PROBLEM TO SOLVE: Set out as a numbered list the lines of the items below, starting with the line containing "Detect black picture" and going on through the line containing "78;105;529;338", with any blank lines left out.

INPUT DATA:
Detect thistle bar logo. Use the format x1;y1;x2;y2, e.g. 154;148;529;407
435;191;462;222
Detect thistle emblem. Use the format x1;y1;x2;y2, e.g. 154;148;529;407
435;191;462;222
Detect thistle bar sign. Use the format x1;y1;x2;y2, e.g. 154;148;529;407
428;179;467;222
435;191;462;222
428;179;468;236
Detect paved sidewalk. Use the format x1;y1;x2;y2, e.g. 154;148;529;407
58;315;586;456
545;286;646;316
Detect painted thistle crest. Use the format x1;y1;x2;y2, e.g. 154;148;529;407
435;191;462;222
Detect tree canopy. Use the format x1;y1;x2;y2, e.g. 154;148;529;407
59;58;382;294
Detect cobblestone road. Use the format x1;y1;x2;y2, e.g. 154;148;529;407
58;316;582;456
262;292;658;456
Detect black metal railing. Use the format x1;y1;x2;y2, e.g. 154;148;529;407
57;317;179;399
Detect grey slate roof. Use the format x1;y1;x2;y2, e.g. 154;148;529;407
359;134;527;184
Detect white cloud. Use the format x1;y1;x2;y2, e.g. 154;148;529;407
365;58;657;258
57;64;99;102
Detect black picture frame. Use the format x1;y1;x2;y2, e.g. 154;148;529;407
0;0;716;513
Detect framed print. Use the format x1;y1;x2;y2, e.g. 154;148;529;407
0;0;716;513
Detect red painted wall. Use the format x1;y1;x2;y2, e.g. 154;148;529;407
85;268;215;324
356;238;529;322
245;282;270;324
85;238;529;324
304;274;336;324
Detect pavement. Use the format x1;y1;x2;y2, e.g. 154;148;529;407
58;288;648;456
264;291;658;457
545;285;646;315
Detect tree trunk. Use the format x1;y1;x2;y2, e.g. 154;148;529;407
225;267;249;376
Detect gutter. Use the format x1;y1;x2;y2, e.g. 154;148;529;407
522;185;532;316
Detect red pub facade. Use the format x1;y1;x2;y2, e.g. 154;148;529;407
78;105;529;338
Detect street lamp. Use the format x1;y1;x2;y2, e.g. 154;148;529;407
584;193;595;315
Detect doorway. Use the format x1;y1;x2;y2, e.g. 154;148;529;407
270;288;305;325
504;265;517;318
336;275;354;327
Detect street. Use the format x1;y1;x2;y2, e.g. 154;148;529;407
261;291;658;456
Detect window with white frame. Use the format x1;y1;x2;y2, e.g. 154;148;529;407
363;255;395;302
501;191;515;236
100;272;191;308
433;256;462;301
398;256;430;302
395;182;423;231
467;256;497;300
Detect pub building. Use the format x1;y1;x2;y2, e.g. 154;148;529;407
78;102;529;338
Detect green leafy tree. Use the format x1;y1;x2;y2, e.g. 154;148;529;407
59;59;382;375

SOLUTION TO THE EXERCISE:
1. Detect black picture frame. Use the format x1;y1;x2;y2, e.g. 154;148;529;407
2. 0;0;716;513
3. Detect framed print. Use the format x1;y1;x2;y2, e.g. 154;148;529;407
4. 0;0;716;513
5. Detect red painted wall. Use the format x1;y1;x2;y2, e.g. 154;148;529;407
6. 85;268;215;324
7. 356;238;529;322
8. 245;282;270;324
9. 85;238;529;324
10. 304;274;336;324
11. Detect pavement. Use the format x1;y1;x2;y2, e.g. 154;148;529;407
12. 58;288;648;456
13. 264;291;658;457
14. 545;285;646;315
15. Detect tree trunk. Use the format x1;y1;x2;y2, e.g. 154;148;529;407
16. 225;267;249;376
17. Detect gutter. Use the format x1;y1;x2;y2, e.g. 154;148;529;407
18. 522;185;532;316
19. Detect red pub facade. Use the format x1;y1;x2;y2, e.g. 154;148;529;407
20. 78;105;529;338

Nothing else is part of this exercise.